EXERCISE DIRECTIONS
Repeat the listing in full, exactly as it stands.

┌──

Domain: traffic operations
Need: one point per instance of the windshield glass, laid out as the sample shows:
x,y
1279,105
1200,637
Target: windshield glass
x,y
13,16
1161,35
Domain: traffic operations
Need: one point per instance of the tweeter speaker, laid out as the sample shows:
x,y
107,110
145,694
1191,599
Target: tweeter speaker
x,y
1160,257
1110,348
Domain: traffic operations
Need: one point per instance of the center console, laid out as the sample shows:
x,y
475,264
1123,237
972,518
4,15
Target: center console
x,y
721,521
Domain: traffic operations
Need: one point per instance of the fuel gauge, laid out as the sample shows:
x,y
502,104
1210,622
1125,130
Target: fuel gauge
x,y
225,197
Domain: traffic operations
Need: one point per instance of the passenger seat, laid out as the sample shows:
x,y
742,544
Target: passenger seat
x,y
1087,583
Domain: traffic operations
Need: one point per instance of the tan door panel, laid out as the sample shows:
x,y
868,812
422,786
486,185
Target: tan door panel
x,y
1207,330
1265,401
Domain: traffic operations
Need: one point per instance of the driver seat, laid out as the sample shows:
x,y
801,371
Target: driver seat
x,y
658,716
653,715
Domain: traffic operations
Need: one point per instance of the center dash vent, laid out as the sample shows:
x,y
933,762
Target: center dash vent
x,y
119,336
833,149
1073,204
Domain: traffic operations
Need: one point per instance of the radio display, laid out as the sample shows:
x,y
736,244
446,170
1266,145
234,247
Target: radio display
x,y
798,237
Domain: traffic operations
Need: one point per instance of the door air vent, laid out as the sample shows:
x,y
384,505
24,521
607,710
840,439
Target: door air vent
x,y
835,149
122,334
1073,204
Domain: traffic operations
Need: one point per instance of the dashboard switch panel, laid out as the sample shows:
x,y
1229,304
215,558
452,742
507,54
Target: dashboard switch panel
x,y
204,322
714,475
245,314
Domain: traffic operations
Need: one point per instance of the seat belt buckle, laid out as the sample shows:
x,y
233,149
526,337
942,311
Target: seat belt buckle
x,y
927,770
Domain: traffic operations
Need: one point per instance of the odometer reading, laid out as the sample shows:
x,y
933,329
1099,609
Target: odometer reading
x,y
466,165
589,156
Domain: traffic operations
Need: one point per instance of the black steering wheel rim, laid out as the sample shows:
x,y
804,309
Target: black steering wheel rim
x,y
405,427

└──

THE RESULT
Domain: traffic operations
Need: one point per instance of the windshield glass, laid out as the sample shows:
x,y
1279,105
1200,637
Target: windshield glass
x,y
13,16
1161,35
Domain: traffic operations
Need: one point per instance of the tweeter speaker, laid out as the sample shows:
x,y
107,110
145,694
1191,599
Target: tweeter speaker
x,y
1160,257
1110,348
Domain: traffic operations
Need: one point per instance of the center console, laid out as the sample shows:
x,y
475,264
1123,237
972,518
4,15
Target: center console
x,y
721,521
Domain: traffic operations
Need: one point per instance of the fuel gauge, laid out as the sample shows:
x,y
502,104
1210,622
1125,130
Target: fuel gauge
x,y
225,197
Domain: traffic operations
Need: one point per instance of the passenger seat, laid out as the sample shows:
x,y
742,544
Target: passenger seat
x,y
1087,583
Domain: traffic operations
Need: one point per instance of the tan door panel, laid out as the sample shows:
x,y
868,812
422,786
486,185
Target: tan door panel
x,y
1207,330
1265,401
Domain: traffic operations
Need: one point per instance of the driver seat, laid out as the sample shows:
x,y
801,371
Target: driver seat
x,y
658,716
653,715
Domain: traffic operations
Need: one point per instance of the center dash vent, laid out as the sample shows:
x,y
933,762
Target: center dash vent
x,y
119,336
833,149
1073,204
Domain: traffic operations
Need: one point per instance of the radio display, laid out as the sample shows:
x,y
736,244
446,170
1266,145
234,247
Target: radio display
x,y
798,237
Domain: traffic operations
Need: one point per instance of the door air vent, laid out as the sample shows:
x,y
384,505
24,521
607,710
840,439
Target: door air vent
x,y
835,149
122,334
1073,204
Domain: traffic operations
Need: one point per instance of the dashboard switch panel, laid out as the sample shows:
x,y
1229,304
215,558
452,742
507,54
Target: dashboard switch panel
x,y
204,322
714,475
245,314
Domain: traffic operations
Need: one point per instance of the seat belt buckle, laid out as the sample shows:
x,y
233,149
526,337
942,311
Target: seat belt buckle
x,y
927,770
Domain: traffic operations
Need: one point per instance of the odometer reading, laid out as the sample shows:
x,y
933,329
1099,609
Target: odometer reading
x,y
466,165
589,156
Domain: traffic operations
Need: one point per instance of the black steering wheel rim, laid out as the sample shows:
x,y
804,309
Target: black steering wheel rim
x,y
405,427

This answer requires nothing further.